■ Selected extract
Tuesday, April 1, 2008

Pity Party....

I've done so well thus far but today I got quite sad. Andrew's away for two weeks which does not help. I thought the timing would be ok but it's not. Going through radiation might be a little harder than I thought.

Today, I said to the nurse at radiation that it's almost harder than chemo. With chemo you go and feel like crap for 4 or 5 days but then you can almost forget about cancer until the next treatment. With radiation, you go every single day. Every day I am a cancer patient. She looked at me as though I had three heads and said radiation isn't nearly as bad as chemo. She totally missed the point.

Anyway, I'm just sad today. Sometimes it just hits me - I have Cancer. Did you hear me? I have Cancer!! Holy Shit!! Fuck!! Damn It!! GRRRRR!!!!!!

■ Records from a dataset

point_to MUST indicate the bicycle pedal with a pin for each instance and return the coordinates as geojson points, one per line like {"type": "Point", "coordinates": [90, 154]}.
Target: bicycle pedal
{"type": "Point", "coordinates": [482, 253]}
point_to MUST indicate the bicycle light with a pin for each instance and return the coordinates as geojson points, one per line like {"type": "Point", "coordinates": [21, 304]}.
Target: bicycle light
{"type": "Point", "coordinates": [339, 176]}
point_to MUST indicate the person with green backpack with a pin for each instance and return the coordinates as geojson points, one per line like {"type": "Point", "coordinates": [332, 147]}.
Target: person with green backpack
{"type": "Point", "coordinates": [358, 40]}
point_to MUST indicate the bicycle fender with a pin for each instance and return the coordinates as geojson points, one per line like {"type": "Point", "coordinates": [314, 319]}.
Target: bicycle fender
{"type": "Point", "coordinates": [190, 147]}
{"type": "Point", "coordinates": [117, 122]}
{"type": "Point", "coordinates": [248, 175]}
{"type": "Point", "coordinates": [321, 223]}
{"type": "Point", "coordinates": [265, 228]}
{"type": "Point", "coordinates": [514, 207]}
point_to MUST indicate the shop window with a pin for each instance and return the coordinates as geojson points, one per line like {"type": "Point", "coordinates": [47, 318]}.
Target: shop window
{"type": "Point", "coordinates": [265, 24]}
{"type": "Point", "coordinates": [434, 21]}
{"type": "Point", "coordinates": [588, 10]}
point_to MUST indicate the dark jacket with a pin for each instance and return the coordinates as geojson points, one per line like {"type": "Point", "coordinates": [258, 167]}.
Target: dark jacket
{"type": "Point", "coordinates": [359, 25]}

■ Exercise prompt
Transcribe the passage of the entry about radiation treatment that opens with the words "Tuesday, April 1, 2008" and closes with "Damn It!! GRRRRR!!!!!!".

■ Response area
Tuesday, April 1, 2008

Pity Party....

I've done so well thus far but today I got quite sad. Andrew's away for two weeks which does not help. I thought the timing would be ok but it's not. Going through radiation might be a little harder than I thought.

Today, I said to the nurse at radiation that it's almost harder than chemo. With chemo you go and feel like crap for 4 or 5 days but then you can almost forget about cancer until the next treatment. With radiation, you go every single day. Every day I am a cancer patient. She looked at me as though I had three heads and said radiation isn't nearly as bad as chemo. She totally missed the point.

Anyway, I'm just sad today. Sometimes it just hits me - I have Cancer. Did you hear me? I have Cancer!! Holy Shit!! Fuck!! Damn It!! GRRRRR!!!!!!